France | France, Cour administrative d'appel de Paris, 3e chambre, 27 décembre 1990, 89PA01166


VU l'ordonnance en date du 2 janvier 1989 par laquelle le président de la 9ème sous-section de la section du contentieux du Conseil d'Etat a transmis à la cour administrative d'appel de Paris, en application de l'article 17 du décret n° 88-906 du 2 septembre 1988, la requête présentée au Conseil d'Etat pour la société des établissements "ECOVAL" ;
VU la requête et le mémoire complémentaire présentés pour la société des établissements "ECOVAL" dont le siège social est 20 Eikelenbergstroot, Dilbeek B.1710 Belgique, représentée par ses dirigeants légaux en exercice, par

la S.C.P. LYON-CAEN, FABIANI, LIARD, avocat au Conseil d'Etat, et à la C...

(Entrées de localisation d'objets dans des images)
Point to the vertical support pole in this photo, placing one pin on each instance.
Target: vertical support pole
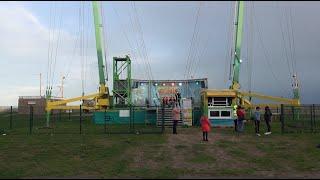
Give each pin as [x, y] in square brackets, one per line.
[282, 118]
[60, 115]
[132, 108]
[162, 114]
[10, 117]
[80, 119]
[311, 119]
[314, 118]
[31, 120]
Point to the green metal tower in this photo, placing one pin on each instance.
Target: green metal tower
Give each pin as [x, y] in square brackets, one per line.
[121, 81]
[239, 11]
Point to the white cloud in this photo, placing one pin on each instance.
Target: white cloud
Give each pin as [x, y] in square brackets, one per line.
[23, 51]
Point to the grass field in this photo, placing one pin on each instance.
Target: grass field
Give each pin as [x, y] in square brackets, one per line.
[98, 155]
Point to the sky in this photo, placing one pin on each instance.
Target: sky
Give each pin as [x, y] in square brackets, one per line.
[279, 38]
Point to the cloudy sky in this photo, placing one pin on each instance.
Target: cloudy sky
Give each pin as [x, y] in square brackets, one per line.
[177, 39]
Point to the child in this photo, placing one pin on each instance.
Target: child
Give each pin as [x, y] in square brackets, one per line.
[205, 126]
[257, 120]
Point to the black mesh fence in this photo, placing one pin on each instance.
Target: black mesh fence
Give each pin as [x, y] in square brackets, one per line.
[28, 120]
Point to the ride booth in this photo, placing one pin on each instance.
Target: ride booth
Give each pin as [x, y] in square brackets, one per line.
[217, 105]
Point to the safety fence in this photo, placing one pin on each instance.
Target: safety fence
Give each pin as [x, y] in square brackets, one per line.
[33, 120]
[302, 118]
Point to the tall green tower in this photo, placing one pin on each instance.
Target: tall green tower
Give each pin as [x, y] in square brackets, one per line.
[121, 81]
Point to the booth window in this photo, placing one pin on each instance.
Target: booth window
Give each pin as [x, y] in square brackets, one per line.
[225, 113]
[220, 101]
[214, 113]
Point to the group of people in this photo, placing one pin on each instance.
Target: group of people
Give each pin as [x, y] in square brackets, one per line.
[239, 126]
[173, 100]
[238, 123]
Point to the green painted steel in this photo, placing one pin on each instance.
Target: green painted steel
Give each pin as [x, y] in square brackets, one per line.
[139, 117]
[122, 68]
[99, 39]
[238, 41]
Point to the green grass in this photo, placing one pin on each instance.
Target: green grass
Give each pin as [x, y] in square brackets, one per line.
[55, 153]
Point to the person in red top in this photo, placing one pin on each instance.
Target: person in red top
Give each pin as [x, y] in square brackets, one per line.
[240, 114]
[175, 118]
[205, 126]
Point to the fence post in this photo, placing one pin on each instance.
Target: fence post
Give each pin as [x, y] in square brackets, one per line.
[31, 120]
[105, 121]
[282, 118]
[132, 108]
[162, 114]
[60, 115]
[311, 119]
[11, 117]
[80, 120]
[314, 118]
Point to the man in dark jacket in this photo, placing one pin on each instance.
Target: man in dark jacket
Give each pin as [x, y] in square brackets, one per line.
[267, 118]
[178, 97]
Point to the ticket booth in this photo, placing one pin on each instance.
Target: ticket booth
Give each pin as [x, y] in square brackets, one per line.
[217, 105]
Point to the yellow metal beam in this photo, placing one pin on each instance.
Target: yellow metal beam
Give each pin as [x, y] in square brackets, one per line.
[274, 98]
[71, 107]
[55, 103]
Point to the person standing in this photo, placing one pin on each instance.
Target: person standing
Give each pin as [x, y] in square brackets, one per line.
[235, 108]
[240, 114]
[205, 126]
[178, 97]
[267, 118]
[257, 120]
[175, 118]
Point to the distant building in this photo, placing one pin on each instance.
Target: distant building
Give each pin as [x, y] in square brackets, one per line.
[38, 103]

==

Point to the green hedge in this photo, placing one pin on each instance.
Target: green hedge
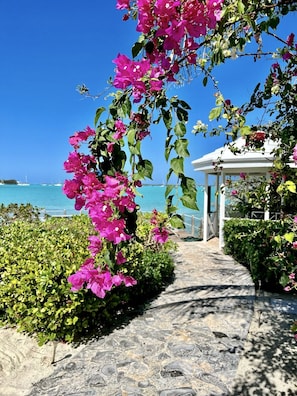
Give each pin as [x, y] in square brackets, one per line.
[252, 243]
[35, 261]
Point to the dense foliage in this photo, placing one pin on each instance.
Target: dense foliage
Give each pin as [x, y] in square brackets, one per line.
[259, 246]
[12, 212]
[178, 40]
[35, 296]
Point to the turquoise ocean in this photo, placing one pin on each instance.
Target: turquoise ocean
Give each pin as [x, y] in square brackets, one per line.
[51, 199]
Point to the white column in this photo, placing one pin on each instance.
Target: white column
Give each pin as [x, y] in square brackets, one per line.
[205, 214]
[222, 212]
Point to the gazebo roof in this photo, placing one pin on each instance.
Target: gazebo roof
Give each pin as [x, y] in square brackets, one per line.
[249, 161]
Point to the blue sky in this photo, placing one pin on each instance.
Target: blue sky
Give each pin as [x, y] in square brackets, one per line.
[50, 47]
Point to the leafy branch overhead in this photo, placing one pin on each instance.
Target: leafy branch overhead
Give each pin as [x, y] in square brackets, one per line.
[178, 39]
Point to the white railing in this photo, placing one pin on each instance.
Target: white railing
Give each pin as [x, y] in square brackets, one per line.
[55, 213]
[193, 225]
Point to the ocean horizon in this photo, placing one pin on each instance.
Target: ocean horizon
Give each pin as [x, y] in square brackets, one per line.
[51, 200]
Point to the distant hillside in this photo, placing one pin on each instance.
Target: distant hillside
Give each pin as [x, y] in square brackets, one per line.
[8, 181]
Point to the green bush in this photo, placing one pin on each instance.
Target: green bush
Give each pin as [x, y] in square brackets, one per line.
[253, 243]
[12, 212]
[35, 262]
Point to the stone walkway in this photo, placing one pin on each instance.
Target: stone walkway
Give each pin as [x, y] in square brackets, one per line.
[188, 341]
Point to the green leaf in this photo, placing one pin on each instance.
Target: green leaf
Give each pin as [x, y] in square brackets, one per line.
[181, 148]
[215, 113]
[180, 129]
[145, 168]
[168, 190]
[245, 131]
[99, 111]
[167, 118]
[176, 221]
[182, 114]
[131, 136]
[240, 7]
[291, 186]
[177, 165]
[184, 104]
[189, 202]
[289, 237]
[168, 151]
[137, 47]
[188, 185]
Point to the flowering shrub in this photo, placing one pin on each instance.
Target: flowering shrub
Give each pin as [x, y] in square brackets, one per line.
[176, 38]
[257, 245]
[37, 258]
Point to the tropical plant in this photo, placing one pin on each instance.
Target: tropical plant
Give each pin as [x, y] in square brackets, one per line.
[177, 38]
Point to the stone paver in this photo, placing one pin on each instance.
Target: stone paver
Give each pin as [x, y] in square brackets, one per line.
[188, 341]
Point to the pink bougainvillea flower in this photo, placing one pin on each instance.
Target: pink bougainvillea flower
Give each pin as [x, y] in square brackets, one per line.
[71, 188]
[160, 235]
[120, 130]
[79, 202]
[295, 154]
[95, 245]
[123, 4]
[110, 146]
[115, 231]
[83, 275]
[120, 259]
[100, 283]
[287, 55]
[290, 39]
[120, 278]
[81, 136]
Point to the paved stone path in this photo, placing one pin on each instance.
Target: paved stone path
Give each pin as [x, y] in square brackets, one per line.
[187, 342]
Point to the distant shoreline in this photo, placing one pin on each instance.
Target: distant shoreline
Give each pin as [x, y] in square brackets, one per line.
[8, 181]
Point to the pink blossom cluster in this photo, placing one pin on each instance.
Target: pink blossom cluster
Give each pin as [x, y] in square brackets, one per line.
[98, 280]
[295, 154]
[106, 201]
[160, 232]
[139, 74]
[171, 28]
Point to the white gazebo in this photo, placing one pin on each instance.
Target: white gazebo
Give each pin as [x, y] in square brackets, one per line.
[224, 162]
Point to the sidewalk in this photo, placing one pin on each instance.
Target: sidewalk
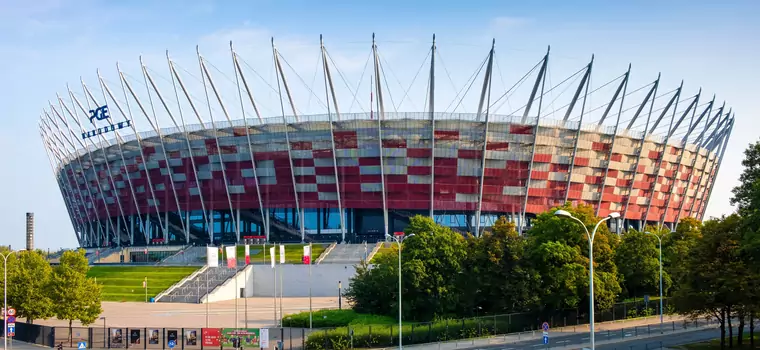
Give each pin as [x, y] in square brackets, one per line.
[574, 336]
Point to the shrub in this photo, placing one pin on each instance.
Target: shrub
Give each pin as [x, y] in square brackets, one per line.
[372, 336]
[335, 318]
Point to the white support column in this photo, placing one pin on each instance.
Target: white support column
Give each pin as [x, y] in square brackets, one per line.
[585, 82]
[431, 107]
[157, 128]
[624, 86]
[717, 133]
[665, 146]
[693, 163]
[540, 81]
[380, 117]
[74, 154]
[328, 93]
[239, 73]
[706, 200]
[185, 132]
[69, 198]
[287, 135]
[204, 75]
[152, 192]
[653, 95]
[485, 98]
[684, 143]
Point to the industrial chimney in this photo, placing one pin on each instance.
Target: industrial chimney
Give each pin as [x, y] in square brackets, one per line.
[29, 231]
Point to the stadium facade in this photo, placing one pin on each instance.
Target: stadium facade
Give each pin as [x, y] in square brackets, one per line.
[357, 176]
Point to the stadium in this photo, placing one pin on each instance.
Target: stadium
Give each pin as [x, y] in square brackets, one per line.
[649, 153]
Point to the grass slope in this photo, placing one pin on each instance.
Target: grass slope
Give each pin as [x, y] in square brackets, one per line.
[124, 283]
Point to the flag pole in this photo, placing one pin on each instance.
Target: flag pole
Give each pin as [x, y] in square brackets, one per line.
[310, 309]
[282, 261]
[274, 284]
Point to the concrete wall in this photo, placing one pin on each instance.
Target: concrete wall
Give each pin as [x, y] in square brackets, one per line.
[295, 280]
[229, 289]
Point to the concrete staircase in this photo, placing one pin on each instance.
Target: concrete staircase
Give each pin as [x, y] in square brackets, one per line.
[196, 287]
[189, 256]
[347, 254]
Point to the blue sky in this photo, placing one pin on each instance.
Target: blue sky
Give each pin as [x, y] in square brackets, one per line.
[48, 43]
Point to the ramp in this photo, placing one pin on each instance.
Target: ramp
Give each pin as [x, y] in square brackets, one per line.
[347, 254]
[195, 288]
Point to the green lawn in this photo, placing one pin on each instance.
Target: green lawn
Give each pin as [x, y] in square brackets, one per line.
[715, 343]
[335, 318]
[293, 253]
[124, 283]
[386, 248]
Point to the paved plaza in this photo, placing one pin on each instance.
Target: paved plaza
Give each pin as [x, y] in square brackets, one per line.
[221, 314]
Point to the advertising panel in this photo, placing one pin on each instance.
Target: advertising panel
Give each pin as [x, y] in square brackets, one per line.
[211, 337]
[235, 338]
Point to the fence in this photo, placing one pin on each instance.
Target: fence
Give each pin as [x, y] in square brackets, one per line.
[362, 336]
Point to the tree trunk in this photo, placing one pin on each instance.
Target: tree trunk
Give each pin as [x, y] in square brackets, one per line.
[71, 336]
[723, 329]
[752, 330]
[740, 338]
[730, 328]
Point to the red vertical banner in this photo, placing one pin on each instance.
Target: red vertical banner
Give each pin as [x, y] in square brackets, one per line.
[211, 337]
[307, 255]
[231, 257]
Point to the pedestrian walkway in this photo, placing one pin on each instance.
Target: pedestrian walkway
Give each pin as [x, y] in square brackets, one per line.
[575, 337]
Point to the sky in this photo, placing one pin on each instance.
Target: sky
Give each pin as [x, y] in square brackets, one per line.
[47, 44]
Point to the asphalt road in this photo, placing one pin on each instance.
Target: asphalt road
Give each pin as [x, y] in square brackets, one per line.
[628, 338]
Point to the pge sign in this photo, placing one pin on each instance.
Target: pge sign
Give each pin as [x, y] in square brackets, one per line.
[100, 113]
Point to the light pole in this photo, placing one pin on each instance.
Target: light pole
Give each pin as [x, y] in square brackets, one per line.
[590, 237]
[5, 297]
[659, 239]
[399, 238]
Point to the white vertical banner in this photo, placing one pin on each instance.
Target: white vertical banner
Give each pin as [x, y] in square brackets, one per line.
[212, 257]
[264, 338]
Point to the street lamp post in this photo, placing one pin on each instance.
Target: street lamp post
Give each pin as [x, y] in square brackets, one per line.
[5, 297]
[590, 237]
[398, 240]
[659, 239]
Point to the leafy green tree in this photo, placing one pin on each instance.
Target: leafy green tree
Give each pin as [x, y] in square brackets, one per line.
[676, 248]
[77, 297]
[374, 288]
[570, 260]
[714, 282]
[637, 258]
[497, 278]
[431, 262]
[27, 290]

● **Consigne**
D'après la source, à quelle adresse se trouve le siège social de la société des établissements « ECOVAL » ? Les lignes n'ont aucun lien avec la source.

● **Réponse finale**
Au 20 Eikelenbergstroot, Dilbeek B.1710, en Belgique.